→ Task directions
Decide whether each statement below agrees with the text on the Quebec union leaders' letter, answering yes or no and quoting the words of the text that settle it.
1. The letter sent to Premier Legault had the title "Let's sit and talk."
2. The union presidents wrote that the workers would get back the jobs they held two months earlier.
3. According to the text, the health and education sectors were well funded before the pandemic.

→ Supplied text
★ ★ ★

The role the unions have been playing for decades in imposing the cutbacks demanded by the ruling class emerges clearly from a letter addressed to Premier Legault by the presidents of Quebec’s major union federations, including Daniel Boyer of the QFL, Jacques Létourneau of the CNTU and Sonia Ethier of the CSQ. Under the title “Let’s sit and talk” (“ Faut qu’on s’on se parle” ), this letter is a candid admission by these loyal servants of the ruling class that they stand fully behind the brutal big business offensive on jobs, wages, pensions and public services.
“It is sadly obvious to us,” wrote these union bureaucrats with their usual indifference to the plight of their members, “that thousands of workers will not get back the jobs they held two months ago.” Issuing a call for “social dialogue,” they offered their services to the ruling class in restoring the competitiveness of Quebec Inc. and stifling the immense social opposition that this job massacre will provoke.
Even before the pandemic, the health and education sectors had been bled dry by decades of budget cuts in the name of capitalist austerity. The subordination of all society’s resources to the profits of big business today means that millions of jobs are being eliminated, and those who still have a job are being forced, under threat of dismissal, to return to work without any real protection from the COVID-19 pandemic.
What is needed is not “social dialogue” with a financial aristocracy that is completely indifferent to the fate and lives of millions of workers, but a direct challenge to the existing capitalist order. The working class must, through its independent political mobilization, advance its own solution to the current crisis, based on the complete reorganization of the economy to satisfy human needs.

★ ★ ★

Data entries
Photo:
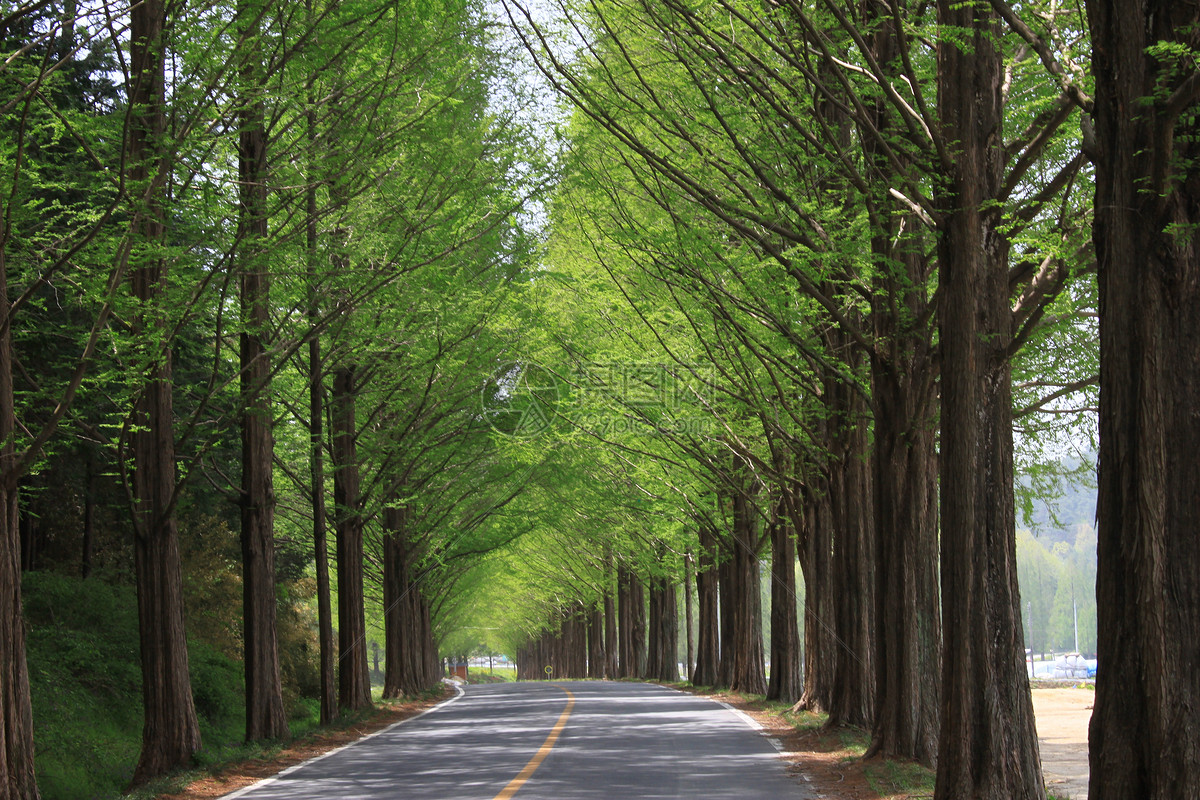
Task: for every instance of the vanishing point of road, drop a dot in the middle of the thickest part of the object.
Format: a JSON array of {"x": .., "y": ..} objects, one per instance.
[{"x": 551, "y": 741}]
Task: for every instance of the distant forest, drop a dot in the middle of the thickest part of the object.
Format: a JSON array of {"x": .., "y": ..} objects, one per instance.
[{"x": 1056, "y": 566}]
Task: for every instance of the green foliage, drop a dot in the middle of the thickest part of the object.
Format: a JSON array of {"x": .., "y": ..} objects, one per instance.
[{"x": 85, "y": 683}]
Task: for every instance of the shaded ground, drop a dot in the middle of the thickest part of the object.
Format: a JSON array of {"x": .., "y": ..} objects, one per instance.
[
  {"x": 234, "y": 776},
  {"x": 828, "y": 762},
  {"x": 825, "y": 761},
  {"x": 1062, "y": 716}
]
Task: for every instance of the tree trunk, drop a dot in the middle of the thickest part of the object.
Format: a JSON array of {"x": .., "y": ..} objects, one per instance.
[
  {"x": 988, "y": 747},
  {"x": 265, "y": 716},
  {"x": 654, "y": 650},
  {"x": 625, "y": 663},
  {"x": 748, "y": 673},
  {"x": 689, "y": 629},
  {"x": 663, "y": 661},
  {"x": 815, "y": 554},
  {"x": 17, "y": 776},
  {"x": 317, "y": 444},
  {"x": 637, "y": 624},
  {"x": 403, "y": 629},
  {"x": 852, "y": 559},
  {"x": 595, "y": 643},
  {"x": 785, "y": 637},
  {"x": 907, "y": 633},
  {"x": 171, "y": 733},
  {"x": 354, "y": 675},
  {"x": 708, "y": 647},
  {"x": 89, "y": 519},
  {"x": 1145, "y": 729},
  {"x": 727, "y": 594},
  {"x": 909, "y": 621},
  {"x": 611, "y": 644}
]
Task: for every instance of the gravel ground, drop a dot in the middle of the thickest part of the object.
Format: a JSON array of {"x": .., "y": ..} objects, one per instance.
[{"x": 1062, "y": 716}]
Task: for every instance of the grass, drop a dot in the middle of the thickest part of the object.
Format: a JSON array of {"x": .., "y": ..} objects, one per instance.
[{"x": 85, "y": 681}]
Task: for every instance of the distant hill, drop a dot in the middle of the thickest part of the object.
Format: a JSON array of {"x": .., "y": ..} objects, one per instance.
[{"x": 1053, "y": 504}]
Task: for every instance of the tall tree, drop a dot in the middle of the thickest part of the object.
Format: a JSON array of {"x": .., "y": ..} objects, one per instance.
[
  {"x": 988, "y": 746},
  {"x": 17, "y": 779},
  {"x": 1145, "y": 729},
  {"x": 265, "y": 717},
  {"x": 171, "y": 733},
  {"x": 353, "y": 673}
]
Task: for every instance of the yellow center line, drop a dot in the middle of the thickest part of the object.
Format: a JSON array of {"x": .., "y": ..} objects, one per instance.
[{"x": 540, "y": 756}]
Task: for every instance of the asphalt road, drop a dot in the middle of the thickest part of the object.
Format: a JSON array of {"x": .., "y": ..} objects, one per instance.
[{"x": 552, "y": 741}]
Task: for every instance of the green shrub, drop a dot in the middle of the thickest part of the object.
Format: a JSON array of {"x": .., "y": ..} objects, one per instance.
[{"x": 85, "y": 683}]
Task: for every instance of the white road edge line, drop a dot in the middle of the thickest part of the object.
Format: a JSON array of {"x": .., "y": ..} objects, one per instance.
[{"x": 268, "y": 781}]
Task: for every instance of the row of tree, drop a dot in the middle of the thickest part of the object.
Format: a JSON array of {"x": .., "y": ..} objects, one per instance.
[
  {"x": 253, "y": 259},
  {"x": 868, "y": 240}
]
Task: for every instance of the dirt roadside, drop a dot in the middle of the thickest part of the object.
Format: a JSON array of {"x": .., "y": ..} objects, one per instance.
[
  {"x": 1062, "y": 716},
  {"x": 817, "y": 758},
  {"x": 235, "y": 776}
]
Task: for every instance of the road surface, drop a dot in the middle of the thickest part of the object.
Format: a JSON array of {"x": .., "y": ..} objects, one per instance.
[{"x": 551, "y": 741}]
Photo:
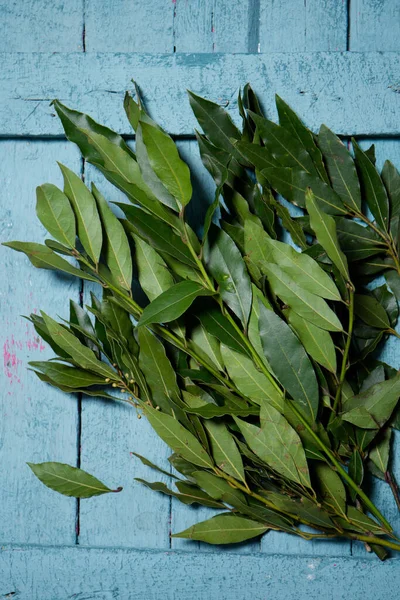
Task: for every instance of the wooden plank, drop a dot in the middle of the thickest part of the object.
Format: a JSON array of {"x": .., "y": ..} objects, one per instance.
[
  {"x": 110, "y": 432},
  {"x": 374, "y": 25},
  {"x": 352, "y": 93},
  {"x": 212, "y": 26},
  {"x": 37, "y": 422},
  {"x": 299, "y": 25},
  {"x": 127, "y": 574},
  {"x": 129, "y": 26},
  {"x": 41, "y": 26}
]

★ ★ ★

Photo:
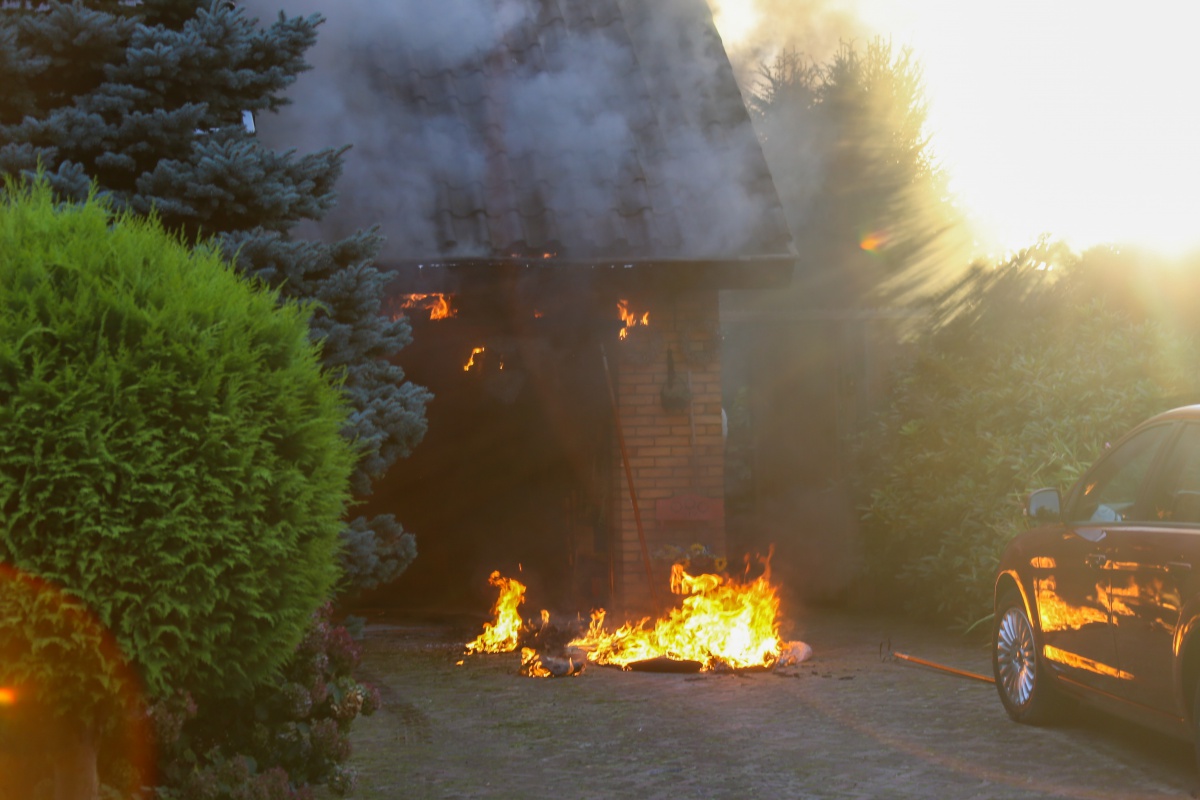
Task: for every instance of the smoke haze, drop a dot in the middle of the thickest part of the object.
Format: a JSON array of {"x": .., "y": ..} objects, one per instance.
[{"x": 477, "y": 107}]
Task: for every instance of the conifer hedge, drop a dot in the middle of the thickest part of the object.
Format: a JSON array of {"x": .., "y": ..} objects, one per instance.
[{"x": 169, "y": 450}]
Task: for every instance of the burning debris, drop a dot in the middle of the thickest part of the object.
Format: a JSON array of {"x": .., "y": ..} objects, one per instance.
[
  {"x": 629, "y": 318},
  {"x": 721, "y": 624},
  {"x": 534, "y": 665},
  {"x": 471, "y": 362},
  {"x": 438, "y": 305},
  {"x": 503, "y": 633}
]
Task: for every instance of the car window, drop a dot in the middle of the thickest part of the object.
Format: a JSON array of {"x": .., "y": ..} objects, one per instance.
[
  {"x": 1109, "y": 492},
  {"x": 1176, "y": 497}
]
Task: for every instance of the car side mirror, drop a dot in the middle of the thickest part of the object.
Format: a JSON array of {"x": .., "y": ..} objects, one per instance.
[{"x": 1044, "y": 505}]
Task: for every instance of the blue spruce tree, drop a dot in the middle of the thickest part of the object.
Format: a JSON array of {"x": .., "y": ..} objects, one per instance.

★ ★ ★

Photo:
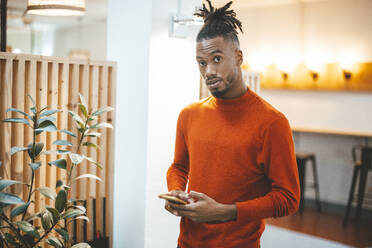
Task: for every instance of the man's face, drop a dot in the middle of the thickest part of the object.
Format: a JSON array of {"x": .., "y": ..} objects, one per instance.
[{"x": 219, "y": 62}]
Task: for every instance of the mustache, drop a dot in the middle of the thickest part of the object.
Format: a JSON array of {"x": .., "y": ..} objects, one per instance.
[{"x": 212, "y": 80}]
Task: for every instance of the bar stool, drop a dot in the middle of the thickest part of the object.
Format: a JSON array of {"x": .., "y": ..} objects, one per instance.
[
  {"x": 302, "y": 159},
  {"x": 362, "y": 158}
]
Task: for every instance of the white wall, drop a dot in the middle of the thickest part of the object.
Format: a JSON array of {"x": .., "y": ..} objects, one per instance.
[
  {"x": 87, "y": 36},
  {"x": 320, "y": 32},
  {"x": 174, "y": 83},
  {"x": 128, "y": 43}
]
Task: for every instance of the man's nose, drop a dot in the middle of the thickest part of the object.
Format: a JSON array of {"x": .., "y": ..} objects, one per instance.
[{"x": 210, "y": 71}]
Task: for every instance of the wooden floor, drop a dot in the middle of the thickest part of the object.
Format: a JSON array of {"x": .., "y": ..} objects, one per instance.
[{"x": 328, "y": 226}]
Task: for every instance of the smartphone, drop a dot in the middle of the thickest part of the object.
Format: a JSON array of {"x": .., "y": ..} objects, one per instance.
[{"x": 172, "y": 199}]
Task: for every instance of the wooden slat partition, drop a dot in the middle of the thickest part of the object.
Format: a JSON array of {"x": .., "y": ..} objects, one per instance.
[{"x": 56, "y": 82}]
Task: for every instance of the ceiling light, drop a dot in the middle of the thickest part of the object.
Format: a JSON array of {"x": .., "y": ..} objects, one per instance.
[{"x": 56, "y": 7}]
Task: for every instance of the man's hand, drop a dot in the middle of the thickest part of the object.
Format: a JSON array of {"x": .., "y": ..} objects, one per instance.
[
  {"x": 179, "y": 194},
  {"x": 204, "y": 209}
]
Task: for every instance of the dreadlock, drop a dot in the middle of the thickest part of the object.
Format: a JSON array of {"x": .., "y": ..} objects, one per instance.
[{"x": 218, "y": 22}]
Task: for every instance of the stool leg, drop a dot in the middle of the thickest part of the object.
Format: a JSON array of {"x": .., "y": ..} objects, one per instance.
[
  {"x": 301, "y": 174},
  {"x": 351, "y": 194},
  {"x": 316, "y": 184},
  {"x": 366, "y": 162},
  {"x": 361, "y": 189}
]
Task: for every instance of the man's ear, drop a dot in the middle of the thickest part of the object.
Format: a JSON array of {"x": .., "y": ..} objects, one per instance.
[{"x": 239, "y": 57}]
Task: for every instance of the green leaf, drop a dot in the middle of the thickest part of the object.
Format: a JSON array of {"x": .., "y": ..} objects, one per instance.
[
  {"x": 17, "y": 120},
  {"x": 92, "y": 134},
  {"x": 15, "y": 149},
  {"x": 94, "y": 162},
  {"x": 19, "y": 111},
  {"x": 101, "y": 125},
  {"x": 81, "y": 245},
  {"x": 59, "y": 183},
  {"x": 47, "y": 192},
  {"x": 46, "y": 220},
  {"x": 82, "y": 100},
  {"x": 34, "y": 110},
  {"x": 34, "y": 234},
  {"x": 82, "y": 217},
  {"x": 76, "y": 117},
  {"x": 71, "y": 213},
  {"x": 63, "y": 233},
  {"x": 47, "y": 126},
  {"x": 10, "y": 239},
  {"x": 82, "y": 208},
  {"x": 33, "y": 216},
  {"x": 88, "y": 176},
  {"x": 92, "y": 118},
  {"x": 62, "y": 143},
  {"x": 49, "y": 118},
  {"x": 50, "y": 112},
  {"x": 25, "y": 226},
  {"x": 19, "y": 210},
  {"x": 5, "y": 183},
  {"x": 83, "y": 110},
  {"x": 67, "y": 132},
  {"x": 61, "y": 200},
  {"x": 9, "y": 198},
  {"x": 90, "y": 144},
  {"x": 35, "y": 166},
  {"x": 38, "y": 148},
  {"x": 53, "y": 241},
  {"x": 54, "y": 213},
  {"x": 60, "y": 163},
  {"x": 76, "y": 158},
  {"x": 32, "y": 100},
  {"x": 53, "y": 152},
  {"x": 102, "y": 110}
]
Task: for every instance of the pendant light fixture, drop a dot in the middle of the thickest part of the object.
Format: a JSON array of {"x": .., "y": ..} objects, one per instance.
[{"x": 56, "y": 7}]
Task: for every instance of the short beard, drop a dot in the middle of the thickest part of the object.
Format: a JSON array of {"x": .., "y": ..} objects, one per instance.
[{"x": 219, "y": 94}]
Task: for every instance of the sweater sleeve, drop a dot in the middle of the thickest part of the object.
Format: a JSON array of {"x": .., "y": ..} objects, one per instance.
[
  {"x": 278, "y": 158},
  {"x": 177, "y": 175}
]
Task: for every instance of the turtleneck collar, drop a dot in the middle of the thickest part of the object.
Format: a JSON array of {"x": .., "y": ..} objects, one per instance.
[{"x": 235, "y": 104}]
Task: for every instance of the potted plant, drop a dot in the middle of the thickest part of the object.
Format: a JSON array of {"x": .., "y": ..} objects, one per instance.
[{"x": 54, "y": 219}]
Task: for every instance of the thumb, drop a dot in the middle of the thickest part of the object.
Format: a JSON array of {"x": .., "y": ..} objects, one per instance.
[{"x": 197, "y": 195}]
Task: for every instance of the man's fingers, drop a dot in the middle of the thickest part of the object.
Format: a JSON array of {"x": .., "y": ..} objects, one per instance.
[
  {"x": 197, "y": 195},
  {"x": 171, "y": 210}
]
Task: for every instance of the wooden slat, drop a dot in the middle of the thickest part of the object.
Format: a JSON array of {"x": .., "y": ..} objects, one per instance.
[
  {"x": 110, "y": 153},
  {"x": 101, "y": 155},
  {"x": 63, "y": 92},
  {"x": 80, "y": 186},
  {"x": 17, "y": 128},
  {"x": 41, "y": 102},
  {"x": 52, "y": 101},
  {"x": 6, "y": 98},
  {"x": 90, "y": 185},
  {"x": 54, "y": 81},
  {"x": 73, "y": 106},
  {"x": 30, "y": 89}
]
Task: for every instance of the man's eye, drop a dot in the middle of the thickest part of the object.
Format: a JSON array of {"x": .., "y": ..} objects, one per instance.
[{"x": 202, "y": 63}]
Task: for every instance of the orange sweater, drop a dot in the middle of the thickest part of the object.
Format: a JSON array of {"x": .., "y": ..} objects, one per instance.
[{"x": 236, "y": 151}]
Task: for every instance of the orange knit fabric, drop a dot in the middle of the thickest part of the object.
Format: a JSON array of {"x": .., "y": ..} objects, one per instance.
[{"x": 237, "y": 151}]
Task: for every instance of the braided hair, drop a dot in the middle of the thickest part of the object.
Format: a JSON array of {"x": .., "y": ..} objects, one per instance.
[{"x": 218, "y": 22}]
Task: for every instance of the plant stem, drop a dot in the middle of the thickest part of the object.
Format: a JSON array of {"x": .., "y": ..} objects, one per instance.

★ ★ ★

→ Written response
1. Yes: "Under the title “Let’s sit and talk”"
2. No: "thousands of workers will not get back the jobs they held two months ago."
3. No: "Even before the pandemic, the health and education sectors had been bled dry by decades of budget cuts in the name of capitalist austerity."